Task directions: I'd like the data below restated word for word, with the pictures left out.

Phrase grounding data
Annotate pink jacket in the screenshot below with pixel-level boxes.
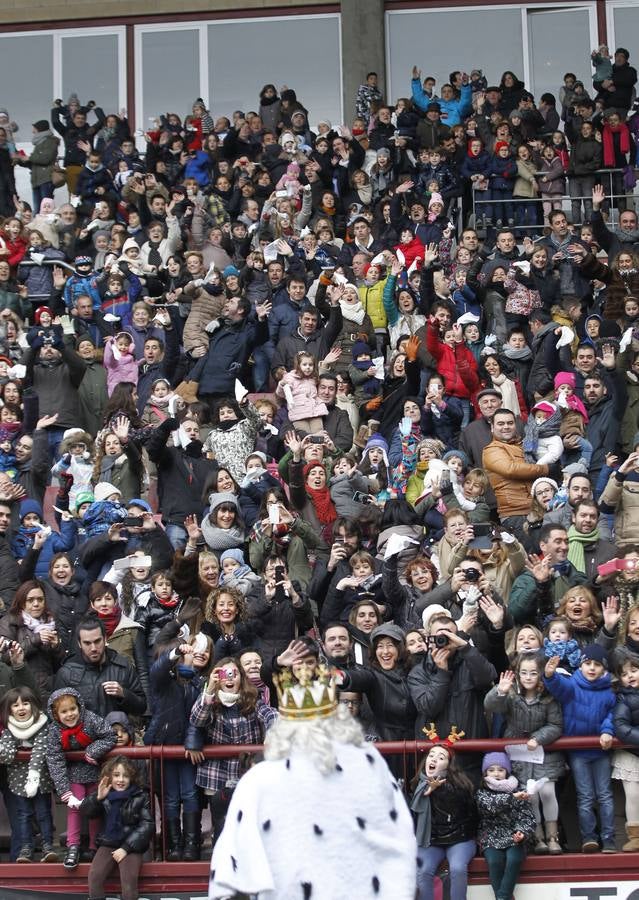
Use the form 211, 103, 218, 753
276, 370, 328, 422
103, 339, 139, 396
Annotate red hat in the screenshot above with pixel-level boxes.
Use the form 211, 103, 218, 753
34, 306, 53, 324
303, 461, 326, 479
494, 141, 510, 153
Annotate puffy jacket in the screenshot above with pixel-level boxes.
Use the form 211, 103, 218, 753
482, 438, 547, 517
411, 80, 472, 126
188, 316, 269, 397
508, 564, 588, 626
568, 136, 603, 176
614, 686, 639, 757
11, 518, 78, 579
425, 324, 479, 399
54, 647, 146, 718
358, 277, 389, 331
543, 669, 615, 759
246, 581, 313, 663
600, 470, 639, 549
343, 665, 416, 741
80, 785, 154, 853
182, 283, 225, 353
0, 611, 64, 702
275, 370, 328, 422
41, 578, 89, 658
488, 154, 517, 191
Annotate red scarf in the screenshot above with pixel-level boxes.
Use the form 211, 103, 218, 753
155, 591, 180, 609
97, 606, 122, 638
60, 722, 93, 751
603, 123, 630, 167
305, 484, 336, 525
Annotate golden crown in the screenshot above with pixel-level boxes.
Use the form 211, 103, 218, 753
273, 664, 339, 720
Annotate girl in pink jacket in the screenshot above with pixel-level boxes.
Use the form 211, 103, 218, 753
103, 332, 139, 396
276, 350, 328, 434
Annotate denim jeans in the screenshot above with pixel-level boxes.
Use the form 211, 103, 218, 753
568, 752, 615, 843
483, 844, 525, 900
252, 344, 273, 392
165, 522, 187, 551
417, 839, 476, 900
32, 182, 54, 212
12, 791, 54, 850
161, 759, 200, 818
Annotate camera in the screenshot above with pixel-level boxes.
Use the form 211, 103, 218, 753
218, 666, 235, 681
352, 491, 373, 504
429, 634, 449, 648
309, 435, 325, 444
463, 568, 480, 582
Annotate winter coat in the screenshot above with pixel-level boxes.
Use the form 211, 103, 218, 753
358, 278, 389, 331
580, 252, 639, 322
600, 469, 639, 549
328, 470, 371, 518
46, 687, 116, 795
96, 443, 143, 504
246, 581, 313, 663
344, 665, 416, 741
188, 316, 269, 398
482, 438, 546, 518
411, 80, 472, 127
270, 306, 343, 374
410, 776, 478, 849
182, 283, 225, 353
276, 371, 328, 422
202, 404, 261, 482
543, 669, 615, 759
18, 246, 65, 297
508, 564, 588, 627
0, 714, 53, 797
107, 613, 150, 702
11, 519, 78, 579
537, 156, 565, 195
484, 686, 564, 781
80, 785, 154, 853
476, 786, 536, 850
144, 648, 206, 745
614, 686, 639, 757
21, 132, 59, 187
23, 345, 87, 430
0, 611, 64, 702
103, 340, 139, 396
568, 136, 603, 176
41, 578, 89, 659
514, 159, 539, 198
425, 326, 479, 400
54, 647, 146, 719
488, 154, 517, 191
407, 644, 496, 738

Solution to this task:
Annotate pink jacket in the screenshot below with pixel-level boxes.
Use the form 211, 103, 218, 753
276, 370, 328, 422
103, 339, 139, 396
Annotate red hat in the screenshot above with pixel-level boxes.
Use the form 211, 103, 218, 753
34, 306, 53, 324
303, 461, 326, 479
494, 141, 510, 153
Annotate puffy jacket in the screenshot above with pixel-level boxes.
Use the form 211, 103, 218, 753
482, 438, 547, 517
411, 80, 472, 126
188, 316, 269, 397
508, 564, 588, 626
568, 136, 603, 176
614, 686, 639, 757
11, 518, 78, 579
425, 324, 479, 399
54, 647, 146, 718
358, 277, 389, 331
543, 669, 615, 759
246, 581, 313, 663
600, 470, 639, 549
343, 665, 416, 741
80, 785, 154, 853
182, 283, 225, 353
0, 611, 64, 702
275, 370, 328, 422
41, 578, 89, 658
488, 154, 517, 191
Annotate red scarf in the screenshot above with pixel-level boxes.
Use the form 211, 103, 218, 753
155, 591, 180, 609
97, 606, 122, 638
60, 722, 93, 751
603, 123, 630, 167
305, 484, 336, 525
Annotate golden crown in the screenshot above with pixel-level boxes.
Use the form 211, 103, 218, 753
273, 664, 339, 720
Annotate girl in pink jacket in the screenshot above with pixel-level boxes.
Use the form 211, 103, 218, 753
103, 332, 139, 396
276, 350, 328, 434
Annotate denim jeans in the screenshot above with pixel-level boxes.
Use the form 211, 103, 218, 753
568, 752, 615, 843
483, 844, 525, 900
252, 344, 273, 392
165, 522, 187, 551
417, 839, 476, 900
32, 182, 54, 212
12, 791, 54, 850
161, 759, 200, 818
Annotate camera in the screenshot above with pixel-level boxes.
Use the form 211, 103, 218, 753
218, 666, 235, 681
352, 491, 373, 504
429, 634, 449, 648
309, 435, 325, 444
463, 568, 480, 582
Annotate winter coat in the screenshot above with pixel-level boxes.
Use the form 211, 103, 218, 753
358, 278, 389, 331
580, 252, 639, 322
600, 469, 639, 549
328, 470, 371, 518
46, 687, 116, 795
96, 443, 143, 504
246, 581, 313, 663
344, 665, 416, 741
188, 316, 269, 398
482, 438, 546, 518
411, 80, 472, 127
270, 306, 343, 374
410, 776, 478, 849
182, 283, 225, 353
276, 371, 328, 422
202, 404, 261, 482
543, 669, 615, 759
18, 246, 65, 297
508, 564, 588, 627
0, 714, 53, 797
107, 613, 150, 702
11, 519, 78, 579
537, 156, 565, 195
484, 686, 564, 781
80, 785, 154, 853
476, 786, 536, 850
144, 648, 206, 745
614, 686, 639, 757
21, 132, 59, 187
23, 345, 87, 430
0, 611, 64, 702
103, 340, 139, 396
568, 136, 603, 176
41, 578, 89, 659
514, 159, 539, 198
425, 326, 479, 400
54, 647, 146, 719
488, 154, 517, 191
407, 644, 496, 738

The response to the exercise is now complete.